RECORDED DATA:
** Start **

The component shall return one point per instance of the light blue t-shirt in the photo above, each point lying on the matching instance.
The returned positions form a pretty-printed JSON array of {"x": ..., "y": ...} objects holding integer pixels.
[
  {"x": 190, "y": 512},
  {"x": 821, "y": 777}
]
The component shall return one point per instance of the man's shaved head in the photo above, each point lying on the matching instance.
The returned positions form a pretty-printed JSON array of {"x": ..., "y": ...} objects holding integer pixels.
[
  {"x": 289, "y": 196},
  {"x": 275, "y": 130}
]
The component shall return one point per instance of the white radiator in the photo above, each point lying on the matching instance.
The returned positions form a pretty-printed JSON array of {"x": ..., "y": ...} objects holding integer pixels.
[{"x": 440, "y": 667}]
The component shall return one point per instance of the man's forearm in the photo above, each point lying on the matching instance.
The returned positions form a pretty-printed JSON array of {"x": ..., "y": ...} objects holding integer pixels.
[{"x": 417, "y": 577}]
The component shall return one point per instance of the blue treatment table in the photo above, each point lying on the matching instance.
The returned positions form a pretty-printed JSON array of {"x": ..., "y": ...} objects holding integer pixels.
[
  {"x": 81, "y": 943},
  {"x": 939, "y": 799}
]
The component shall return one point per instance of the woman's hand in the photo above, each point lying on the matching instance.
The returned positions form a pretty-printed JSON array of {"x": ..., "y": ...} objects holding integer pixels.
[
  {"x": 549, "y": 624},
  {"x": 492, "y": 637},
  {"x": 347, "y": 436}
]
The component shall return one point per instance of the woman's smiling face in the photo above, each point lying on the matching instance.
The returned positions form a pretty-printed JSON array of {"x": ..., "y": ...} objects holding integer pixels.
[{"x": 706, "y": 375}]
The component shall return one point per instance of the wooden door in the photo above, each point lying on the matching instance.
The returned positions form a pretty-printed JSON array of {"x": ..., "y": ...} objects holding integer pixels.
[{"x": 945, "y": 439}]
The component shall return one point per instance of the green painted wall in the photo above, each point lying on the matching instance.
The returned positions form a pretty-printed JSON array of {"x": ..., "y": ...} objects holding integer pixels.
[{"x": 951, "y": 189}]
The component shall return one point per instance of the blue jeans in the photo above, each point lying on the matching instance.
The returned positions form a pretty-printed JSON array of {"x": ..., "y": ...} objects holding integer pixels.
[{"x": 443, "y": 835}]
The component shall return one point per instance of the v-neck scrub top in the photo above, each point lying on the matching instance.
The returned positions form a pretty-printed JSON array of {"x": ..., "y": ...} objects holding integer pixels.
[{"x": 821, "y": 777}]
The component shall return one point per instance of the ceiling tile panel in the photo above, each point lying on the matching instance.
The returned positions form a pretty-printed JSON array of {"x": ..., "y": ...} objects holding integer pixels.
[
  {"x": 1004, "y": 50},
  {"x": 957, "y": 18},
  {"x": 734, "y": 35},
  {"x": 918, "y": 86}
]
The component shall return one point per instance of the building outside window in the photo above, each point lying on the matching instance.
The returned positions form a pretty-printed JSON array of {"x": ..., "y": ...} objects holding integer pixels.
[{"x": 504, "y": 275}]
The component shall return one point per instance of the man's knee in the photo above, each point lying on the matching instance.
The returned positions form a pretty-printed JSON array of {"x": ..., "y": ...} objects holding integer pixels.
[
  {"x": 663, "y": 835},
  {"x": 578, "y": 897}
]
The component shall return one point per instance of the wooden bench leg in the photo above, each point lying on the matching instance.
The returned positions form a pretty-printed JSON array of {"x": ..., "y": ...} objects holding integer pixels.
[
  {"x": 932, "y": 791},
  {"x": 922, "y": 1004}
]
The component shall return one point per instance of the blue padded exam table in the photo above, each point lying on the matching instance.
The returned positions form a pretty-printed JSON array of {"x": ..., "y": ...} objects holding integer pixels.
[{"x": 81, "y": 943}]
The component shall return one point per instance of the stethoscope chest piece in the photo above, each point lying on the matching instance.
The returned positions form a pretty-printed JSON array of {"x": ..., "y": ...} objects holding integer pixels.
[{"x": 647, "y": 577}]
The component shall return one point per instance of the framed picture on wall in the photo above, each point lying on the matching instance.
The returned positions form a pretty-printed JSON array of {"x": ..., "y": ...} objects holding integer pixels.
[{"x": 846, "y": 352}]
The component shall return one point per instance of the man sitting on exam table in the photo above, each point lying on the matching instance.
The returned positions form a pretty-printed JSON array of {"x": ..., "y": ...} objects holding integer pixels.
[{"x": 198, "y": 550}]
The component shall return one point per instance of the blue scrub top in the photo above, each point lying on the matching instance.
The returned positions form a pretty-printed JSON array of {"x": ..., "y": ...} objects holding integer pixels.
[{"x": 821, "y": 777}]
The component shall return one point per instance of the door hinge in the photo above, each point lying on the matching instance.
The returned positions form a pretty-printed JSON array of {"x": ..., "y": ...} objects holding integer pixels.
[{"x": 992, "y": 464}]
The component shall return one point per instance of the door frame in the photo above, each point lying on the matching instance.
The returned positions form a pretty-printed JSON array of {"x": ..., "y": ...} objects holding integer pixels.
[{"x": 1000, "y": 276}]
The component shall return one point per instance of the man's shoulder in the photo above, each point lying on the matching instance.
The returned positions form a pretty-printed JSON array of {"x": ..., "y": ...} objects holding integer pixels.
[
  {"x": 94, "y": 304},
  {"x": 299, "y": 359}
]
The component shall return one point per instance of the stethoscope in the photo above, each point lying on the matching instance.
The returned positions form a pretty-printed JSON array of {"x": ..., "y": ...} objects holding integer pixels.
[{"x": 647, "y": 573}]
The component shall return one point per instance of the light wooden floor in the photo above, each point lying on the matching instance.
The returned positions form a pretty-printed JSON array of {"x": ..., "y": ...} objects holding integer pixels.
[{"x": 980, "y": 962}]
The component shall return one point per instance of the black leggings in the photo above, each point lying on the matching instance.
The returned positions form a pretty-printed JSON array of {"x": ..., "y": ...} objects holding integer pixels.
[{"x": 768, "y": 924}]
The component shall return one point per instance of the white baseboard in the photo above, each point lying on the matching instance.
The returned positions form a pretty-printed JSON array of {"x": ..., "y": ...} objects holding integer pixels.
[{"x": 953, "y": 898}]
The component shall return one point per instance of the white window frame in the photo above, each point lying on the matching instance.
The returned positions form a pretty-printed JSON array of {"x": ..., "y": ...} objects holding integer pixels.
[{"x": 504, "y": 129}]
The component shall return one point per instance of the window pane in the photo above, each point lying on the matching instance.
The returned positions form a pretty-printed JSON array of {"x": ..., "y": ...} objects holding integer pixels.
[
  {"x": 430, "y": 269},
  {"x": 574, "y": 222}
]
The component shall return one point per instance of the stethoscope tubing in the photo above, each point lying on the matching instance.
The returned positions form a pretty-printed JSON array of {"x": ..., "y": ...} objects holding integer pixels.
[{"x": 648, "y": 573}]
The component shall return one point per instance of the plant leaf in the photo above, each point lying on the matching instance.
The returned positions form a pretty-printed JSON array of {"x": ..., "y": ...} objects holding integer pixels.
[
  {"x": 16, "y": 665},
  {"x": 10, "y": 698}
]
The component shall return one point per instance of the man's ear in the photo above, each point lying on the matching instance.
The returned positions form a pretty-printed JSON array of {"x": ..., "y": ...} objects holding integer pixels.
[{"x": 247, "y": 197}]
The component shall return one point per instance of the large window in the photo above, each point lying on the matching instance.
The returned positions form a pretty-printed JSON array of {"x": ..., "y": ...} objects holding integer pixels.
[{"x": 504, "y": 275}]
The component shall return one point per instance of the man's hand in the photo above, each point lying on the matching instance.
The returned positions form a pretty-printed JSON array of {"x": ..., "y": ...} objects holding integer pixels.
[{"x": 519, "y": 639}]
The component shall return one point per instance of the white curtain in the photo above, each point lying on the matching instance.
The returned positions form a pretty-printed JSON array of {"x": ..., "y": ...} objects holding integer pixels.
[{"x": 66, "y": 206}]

** End **

TASK GOAL: Write the complete data out, exactly as above.

RESULT OF THIS EXERCISE:
The component shall return one point per instance of the light blue t-shirt in the photo above, each point lying on the matching instance.
The returned positions form a pretty-printed JSON array of {"x": ..., "y": ...} objects holding integer pixels.
[
  {"x": 190, "y": 512},
  {"x": 821, "y": 777}
]
The component shall return one point per instance of the man's shaved head in the photo above, each point lying on the matching instance.
The returned positions form a pretty-printed JSON array of {"x": ..., "y": ...} objects holding integer pixels.
[
  {"x": 289, "y": 196},
  {"x": 275, "y": 130}
]
The component shall return one point per instance of the white radiator in the photo above, each point lying on the matching instance.
The returned positions form a pretty-printed JSON array of {"x": ..., "y": ...} objects holding integer pixels.
[{"x": 440, "y": 667}]
The component shall return one point per instance of the man's forearm in the photo above, each point lying on the matching instance.
The returned positions form a pretty-printed JSON array of {"x": ..., "y": ...} objects holding integer pixels.
[{"x": 417, "y": 577}]
The component shall return one point per instance of the blue treatment table in the photo above, each point lying on the matching instance.
The returned positions form a pretty-printed JSON array of {"x": ..., "y": ...} objects holding integer pixels.
[
  {"x": 81, "y": 943},
  {"x": 939, "y": 799}
]
The component shall return one point per instance of the woman's hand in the photo above, each point lying on the matching instance.
The returned positions form a pretty-printed JSON array of {"x": ..., "y": ...} objects holding integer pixels.
[
  {"x": 549, "y": 624},
  {"x": 492, "y": 637},
  {"x": 347, "y": 436}
]
The component shall return one point per instance of the woman's smiling face in the photo above, each point lying on the matching instance.
The returned positions form a pretty-printed JSON array of {"x": ..., "y": ...} objects holding integer pixels.
[{"x": 706, "y": 375}]
The component shall return one point per instance of the wooden door in the photo above, each point lying on the matching instance.
The returned positions form a pretty-printed JSON array of {"x": ..., "y": ...} objects holding integer pixels.
[{"x": 945, "y": 439}]
The component shall return one point per instance of the green painted wall in the photo above, each point lying on the matching instance.
The returned positions form a pretty-printed JSON array of {"x": ..., "y": ...} objects holding integer pixels.
[{"x": 951, "y": 189}]
The component shall return one point per instance of the blue jeans in the photo above, each point lying on the matching instance.
The returned positions form a pretty-printed JSON array of {"x": ..., "y": ...} objects holding integer pixels.
[{"x": 443, "y": 835}]
The component shall return one point per instance of the v-neck scrub top in the photo above, each point lying on the matching instance.
The returned positions form a pretty-printed JSON array of {"x": ..., "y": ...} objects holding integer pixels.
[{"x": 821, "y": 777}]
The component shall return one point per instance of the ceiling tile panel in the photo above, each point lying on the matching instance.
The returned positions form a pretty-printed JSON array of {"x": ..., "y": ...} objects holding integer pixels.
[
  {"x": 1004, "y": 50},
  {"x": 957, "y": 18},
  {"x": 734, "y": 35},
  {"x": 918, "y": 86}
]
The component shall return one point per instance of the building outside window in the photo above, each point lying on the matching instance.
The returned positions form a pretty-printed JSON array of {"x": ..., "y": ...} objects holding integer pixels.
[{"x": 504, "y": 275}]
The component shall return one point per instance of the man's knee in the photo above, each point lying on the matching instance.
The returned positions form a pretty-printed JSON array of {"x": ..., "y": ...} objects holding integer pixels.
[
  {"x": 663, "y": 835},
  {"x": 578, "y": 897}
]
The component shall return one point per instance of the wooden bench leg in the photo above, each point lying on the matching instance.
The returned positions form a pretty-printed JSON array of {"x": ..., "y": ...} objects holding integer pixels.
[
  {"x": 932, "y": 791},
  {"x": 922, "y": 1004}
]
The component shall return one point per instance of the blue padded exam table in the photo above, each point lying on the matching instance.
The returned positions form a pretty-printed JSON array of {"x": ..., "y": ...} objects holding integer pixels.
[{"x": 81, "y": 943}]
The component shall return one point per instance of the stethoscope chest piece in the photo above, each point lying on the matching instance.
The returned positions form a pretty-printed JSON array of {"x": ..., "y": ...} objects holding integer pixels.
[{"x": 647, "y": 577}]
The component shall return one point per instance of the framed picture on wall in the photo above, each point lying on the matching instance.
The returned positions form a pretty-printed JSON array of {"x": ..., "y": ...} objects holding integer pixels.
[{"x": 846, "y": 352}]
The component shall return one point per instance of the man sitting on exam table in the photo above, each point lying on the matching instance.
The returned positions form a pretty-printed JSON array of {"x": ..., "y": ...} objects holding integer pixels.
[{"x": 198, "y": 550}]
The component shall return one point per instance of the blue scrub top in the photo above, each point lying on the matching instance.
The returned positions form a pretty-printed JSON array of {"x": ..., "y": ...} objects holding integer pixels.
[{"x": 821, "y": 777}]
The component shall return one point per instance of the door hinge in the photo above, each point lying on the matching instance.
The returned positions form a pretty-printed JSON array of {"x": ..., "y": ...} objects holding integer pixels.
[{"x": 992, "y": 464}]
The component shall return one point per instance of the door frame in the photo above, each point lying on the matching instance.
The returned positions form a pretty-printed JSON array of {"x": ..., "y": ...} objects holding integer pixels.
[{"x": 1000, "y": 276}]
The component shall return one point per instance of the man's shoulder in the photo above, each point lying on the matching instance.
The returned positions form a pretty-printed JSON array of {"x": ..., "y": ...} objects holding integer pixels.
[
  {"x": 94, "y": 304},
  {"x": 299, "y": 359}
]
The component shall return one point per instance of the stethoscope in the photo above, each point lying on the matching instance.
The returned positions form a pretty-printed JSON array of {"x": ..., "y": ...} objects holding integer pixels.
[{"x": 647, "y": 573}]
The component shall return one point per instance of the light wooden floor in the photo above, each point lying on the matching instance.
The returned positions form a pretty-printed JSON array of {"x": ..., "y": ...} objects holding integer pixels.
[{"x": 980, "y": 962}]
The component shall return one point per instance of the black leggings in the photo above, each point lying on the matching instance.
The returned positions form a pretty-printed JSON array of {"x": ..., "y": ...} objects holding integer pixels.
[{"x": 768, "y": 924}]
The component shall return one point per instance of the white baseboard in the photo above, each point lying on the matching instance.
The returned positions form a pretty-printed JSON array of {"x": ..., "y": ...} objects holding integer pixels.
[{"x": 953, "y": 898}]
The component shall return one point per instance of the white window frame in the photo above, each point lying on the matching instance.
The returned positions form a pretty-printed JSON array of {"x": ..., "y": ...} objects holding integer pixels.
[{"x": 504, "y": 129}]
The component shall return one point per instance of the window pane in the photo above, each point lying on the matching instance.
The returned positions form a pretty-printed JSON array of {"x": ..., "y": ...} objects holding integer pixels.
[
  {"x": 430, "y": 269},
  {"x": 574, "y": 222}
]
The component shall return one point per instance of the stethoscope tubing in the photo above, each point lying on the matching instance.
The returned positions form a pretty-printed JSON array of {"x": ..., "y": ...} objects holding integer pixels.
[{"x": 648, "y": 573}]
The component shall return one point per instance of the plant leaf in the photo above, each point lying on the matching instance.
The returned positions form a pretty-printed JSON array of {"x": ..., "y": ...} objects holding integer pixels.
[
  {"x": 16, "y": 665},
  {"x": 10, "y": 698}
]
The component shall return one point per instance of the man's ear in the photo above, each point lying on the matching instance.
The returned positions form a pretty-printed JSON array of {"x": ..., "y": ...} objects holding integer pixels.
[{"x": 247, "y": 197}]
The component shall return one point per instance of the large window in the photo above, each point lying on the matching instance.
The returned positions form a pretty-printed JSON array of {"x": ..., "y": ...} objects holding integer pixels.
[{"x": 504, "y": 275}]
The component shall return one point per instance of the man's hand in the photo above, each point lying on the matching instance.
The returned positions form a pretty-printed JSON array of {"x": ..., "y": ...} objects holding integer pixels.
[{"x": 519, "y": 639}]
The component shall return one point per instance of the white curtain in the photo above, each point lying on the matching instance.
The returned positions form a pretty-printed JSON array of {"x": ..., "y": ...} objects holding integer pixels.
[{"x": 66, "y": 206}]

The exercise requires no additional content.